• [Consigne]
Reformulez sous forme de liste à puces le paragraphe du texte cité qui commence par « Mama Omida, ou la mère Millepattes », en conservant ses faits principaux.

═══ Texte cité

Ce n’est guère la première fois que la sorcellerie, la magie, sont convoquées ou invoquées lors d’élections politiques en Roumanie. Parfois, un candidat déçu met en cause les menées occultes de ses adversaires, à d’autres occasions, des opposants sollicitent les services d’agences de com’, soit pour faire savoir que les bons présages sont de leur côté, soit pour dénoncer que le clan adverse a recours à des artifices, bénéfiques ou maléfiques. Là, on ne sait trop si le président destitué, Traian Basescu, qui pourrait être ou non reconduit à son poste à l’issue du décompte du référendum, le premier août, a fait appel aux sorts de « Mama Omida », ou si son opposant, le Premier ministre Victor Ponta, lui prête abusivement cette intention.
Mama Omida, ou la mère Millepattes, diseuse de bonne aventure décryptant les lignes de la main ou le marc de café, jette aussi des sorts, procède à des incantations, &c. Le personnage était supposé très proche de la famille Ceaucescu, et la Maria Omida, décédée en 1994, se réincarne parfois, ou du moins c’est ce que prétendent à l’occasion ses diverses émules et variés successeurs.
Elle est restée si célèbre que tout charlatan ou « magicienne » de Roumanie s’y réfère, au point que ce pseudonyme est devenu un terme générique pour désigner quiconque se targue de pouvoirs occultes ou saurait prédire l’avenir.
Le président déchu a-t-il fait appel à un mage ou une sorcière pour soit remporter le référendum nettement, soit pour faire en sorte que l’abstention, que prône son parti, lui permette une victoire par défaut, le quorum n’étant pas atteint (soit la moitié plus un·e des inscrit·e·s).

══════
═══ Données fournies

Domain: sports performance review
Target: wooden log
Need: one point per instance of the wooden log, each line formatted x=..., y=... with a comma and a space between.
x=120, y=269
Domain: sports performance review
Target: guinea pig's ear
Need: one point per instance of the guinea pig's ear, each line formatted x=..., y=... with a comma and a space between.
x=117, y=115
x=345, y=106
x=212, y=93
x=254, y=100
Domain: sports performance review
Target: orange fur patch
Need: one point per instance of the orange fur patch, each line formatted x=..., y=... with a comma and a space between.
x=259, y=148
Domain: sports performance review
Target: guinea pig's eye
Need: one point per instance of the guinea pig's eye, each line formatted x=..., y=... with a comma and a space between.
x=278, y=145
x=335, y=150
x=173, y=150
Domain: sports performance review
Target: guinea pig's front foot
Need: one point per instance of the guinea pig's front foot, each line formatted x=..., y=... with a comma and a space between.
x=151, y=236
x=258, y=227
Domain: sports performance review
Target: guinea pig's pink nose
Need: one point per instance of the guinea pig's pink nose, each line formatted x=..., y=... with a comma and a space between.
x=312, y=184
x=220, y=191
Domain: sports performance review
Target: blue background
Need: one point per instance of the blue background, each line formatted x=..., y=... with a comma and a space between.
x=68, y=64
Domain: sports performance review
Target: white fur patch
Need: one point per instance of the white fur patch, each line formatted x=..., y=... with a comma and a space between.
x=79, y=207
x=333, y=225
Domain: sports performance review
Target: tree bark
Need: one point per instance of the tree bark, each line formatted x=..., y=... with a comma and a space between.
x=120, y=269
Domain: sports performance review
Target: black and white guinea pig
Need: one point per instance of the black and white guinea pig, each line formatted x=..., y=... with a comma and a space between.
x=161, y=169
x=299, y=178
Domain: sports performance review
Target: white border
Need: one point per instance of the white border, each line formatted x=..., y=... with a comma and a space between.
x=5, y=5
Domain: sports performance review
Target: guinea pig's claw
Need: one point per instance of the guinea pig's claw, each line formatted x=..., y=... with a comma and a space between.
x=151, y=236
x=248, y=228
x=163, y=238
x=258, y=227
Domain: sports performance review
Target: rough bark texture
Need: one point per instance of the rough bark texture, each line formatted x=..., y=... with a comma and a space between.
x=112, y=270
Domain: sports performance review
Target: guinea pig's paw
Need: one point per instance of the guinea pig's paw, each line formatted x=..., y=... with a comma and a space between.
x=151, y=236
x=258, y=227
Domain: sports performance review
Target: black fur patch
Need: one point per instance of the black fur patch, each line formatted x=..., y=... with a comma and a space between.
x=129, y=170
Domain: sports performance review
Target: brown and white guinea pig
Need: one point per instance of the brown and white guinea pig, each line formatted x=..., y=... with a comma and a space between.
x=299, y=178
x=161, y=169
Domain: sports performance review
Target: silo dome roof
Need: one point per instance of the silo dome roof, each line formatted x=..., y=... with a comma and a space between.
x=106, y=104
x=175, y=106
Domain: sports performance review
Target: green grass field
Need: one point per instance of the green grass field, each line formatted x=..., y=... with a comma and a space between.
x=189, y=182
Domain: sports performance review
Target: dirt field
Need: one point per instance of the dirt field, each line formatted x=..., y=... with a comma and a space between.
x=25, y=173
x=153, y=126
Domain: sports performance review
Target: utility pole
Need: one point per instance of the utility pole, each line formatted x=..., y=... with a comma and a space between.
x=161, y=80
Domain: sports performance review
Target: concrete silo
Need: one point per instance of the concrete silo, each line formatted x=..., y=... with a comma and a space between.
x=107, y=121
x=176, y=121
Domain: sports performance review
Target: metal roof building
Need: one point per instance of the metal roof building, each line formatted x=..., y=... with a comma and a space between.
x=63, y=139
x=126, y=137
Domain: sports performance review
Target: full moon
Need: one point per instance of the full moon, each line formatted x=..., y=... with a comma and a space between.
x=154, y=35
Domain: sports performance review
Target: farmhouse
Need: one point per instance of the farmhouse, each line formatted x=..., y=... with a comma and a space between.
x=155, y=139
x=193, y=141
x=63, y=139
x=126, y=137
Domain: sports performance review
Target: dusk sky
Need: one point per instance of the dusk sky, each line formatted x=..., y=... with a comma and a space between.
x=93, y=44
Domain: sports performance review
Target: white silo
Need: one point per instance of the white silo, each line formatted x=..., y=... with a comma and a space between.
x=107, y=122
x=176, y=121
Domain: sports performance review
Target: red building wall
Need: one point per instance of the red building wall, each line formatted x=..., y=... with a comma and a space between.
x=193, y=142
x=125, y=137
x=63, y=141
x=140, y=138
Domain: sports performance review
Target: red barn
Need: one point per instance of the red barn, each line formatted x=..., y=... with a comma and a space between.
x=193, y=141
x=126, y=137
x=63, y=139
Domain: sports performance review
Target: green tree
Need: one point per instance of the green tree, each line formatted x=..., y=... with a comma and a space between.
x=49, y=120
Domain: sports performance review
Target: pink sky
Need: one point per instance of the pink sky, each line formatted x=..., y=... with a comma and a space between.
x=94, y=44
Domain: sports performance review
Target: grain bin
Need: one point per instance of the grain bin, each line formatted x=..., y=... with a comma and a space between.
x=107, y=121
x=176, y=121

══════

• [Réponse attendue]
- Mama Omida, ou la mère Millepattes, est une diseuse de bonne aventure qui lit les lignes de la main et le marc de café.
- Elle jette aussi des sorts et pratique des incantations.
- On la disait très proche de la famille Ceaucescu.
- Maria Omida est décédée en 1994.
- Ses émules et successeurs prétendent parfois qu'elle se réincarne.